╭─ TEKS YANG DIBERIKAN

Yang pasti, film keduanya ini menurut gue jauh lebih seru dan bagus dibanding yang pertama. Kisah Tiga Negara, kisah sejarah paling terkenal di seluruh daratan asia dan juga dunia, diangkat dari sejarah yang bukunya ditulis oleh Luo Guanzhong berjudul Romance of the Three Kingdoms yang berkisah tentang perebutan kekuasaan Cina oleh 3 raja besar dari 3 negara, Cao Cao (Wei), Sun Quan (Wu) dan Liu Bei (Shu). Dalam film ini hanya sepotong kecil dari keseluruhan kisahnya yang bercerita tentang pertempuran seru di Chibi dan Red Cliff, salah satu pertempuran hebat sepanjang masa. Wu dan Shu bekerja sama untuk menghadapi serangan dari Wei baik perang darat maupun air. Shu memiliki si cerdas Zhuge Liang sedangkan Wu memiliki si cerdas Zhou Yu. Cao Cao si penjahat, sebagai lawan mereka pun pintar. So, kisah yang rumit dan penuh intrik politik ini menghasilkan strategi-strategi militer terbaik di dunia sampai sekarang. Red Cliff 2 ini pun bertaburan intan-intan permata kehidupan yang memberikan konfirmasi tentang beberapa hal berikut :

1. Cao cao menghampiri seorang prajuritnya dan menanyakan kenapa sang prajurit yang biasanya sehat itu bisa kena wabah tifus yang mematikan. Mungkin awalnya Cao Cao pengen menyelidiki guna mencegah perluasan wabah tifus itu. Si prajurit tidak menjawab pertanyaan Cao Cao dan hanya mengeluh, “Aku ingin pulang.” Prinsip: Orang yang sudah sekarat, tidak bisa diajak menganalisa masalahnya. Cao Cao termenung sejenak lalu mensharingkan kerinduannya pada anaknya yang berusia lebih muda dari si prajurit. Cao Cao menempatkan diri berada di posisi si prajurit yang menderita akibat peperangan dan juga punya keluarga yang dirindui tetapi sekarang terpisah karena perang. Cao Cao menceritakan penderitaan dirinya sendiri dan usahanya untuk tetap berperang “demi rakyatnya, demi keluarganya”. Waktu Cao Cao cerita seperti itu, gue udah bisa menebak apa efeknya bagi para prajurit. Bener aja, waktu Cao Cao pergi dari perkemahan prajurit yang dikarantina tifus itu, tiba-tiba semua prajuritnya yang sakit (yang awalnya bangun aja ga bisa), mengantar kepergiannya dengan berdiri sambil menggebrak-gebrak tombak, menabuh gembreng perang, dll dengan penuh semangat berteriak bahwa sesakit apapun mereka akan ikut Cao Cao berperang sampai akhir menuju kemenangan. Menakjubkan sekali! Gue rasa Cao Cao sangat ngerti psikologis. Dia bisa memprovokasi “will” or keinginan seseorang, membangkitkan semangat orang yang sudah mo mundur. Kuncinya 1: menempatkan diri di posisi orang itu, lalu menceritakan kesamaan diri dengan orang itu. Cao Cao tahu bahwa orang-orang yang menderita perlu teman dan ia datang bukan sebagai atasan yang memerintah tapi sebagai teman yang mengerti dan memahami. Dengan itu, dia mampu memenangkan hati para prajuritnya. Hebat kan si penjahat satu ini?

╰─
╭─ DATA

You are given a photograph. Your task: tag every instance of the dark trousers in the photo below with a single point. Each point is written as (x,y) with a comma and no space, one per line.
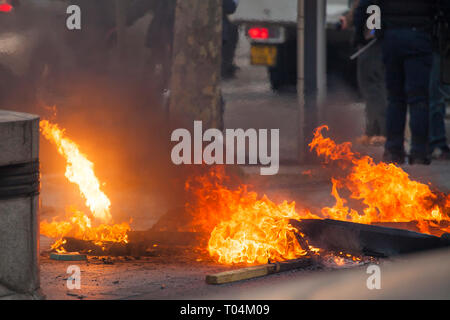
(407,54)
(438,93)
(371,82)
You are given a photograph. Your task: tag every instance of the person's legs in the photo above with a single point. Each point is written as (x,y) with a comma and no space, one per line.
(417,68)
(438,138)
(396,110)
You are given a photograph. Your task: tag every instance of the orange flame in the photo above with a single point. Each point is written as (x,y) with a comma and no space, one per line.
(385,189)
(245,229)
(79,170)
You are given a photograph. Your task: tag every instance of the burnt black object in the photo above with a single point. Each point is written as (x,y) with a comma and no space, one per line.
(19,180)
(362,239)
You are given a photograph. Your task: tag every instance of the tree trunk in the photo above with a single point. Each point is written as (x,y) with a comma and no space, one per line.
(195,80)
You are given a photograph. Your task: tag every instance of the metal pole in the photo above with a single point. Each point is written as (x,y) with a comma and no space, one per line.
(301,79)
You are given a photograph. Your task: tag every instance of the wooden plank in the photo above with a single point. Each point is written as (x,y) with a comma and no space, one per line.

╰─

TUGAS: Menurut teks tentang film Red Cliff 2, siapa penulis buku Romance of the Three Kingdoms? Data tersebut sama sekali tidak digunakan di sini.

JAWABAN AKHIR: Luo Guanzhong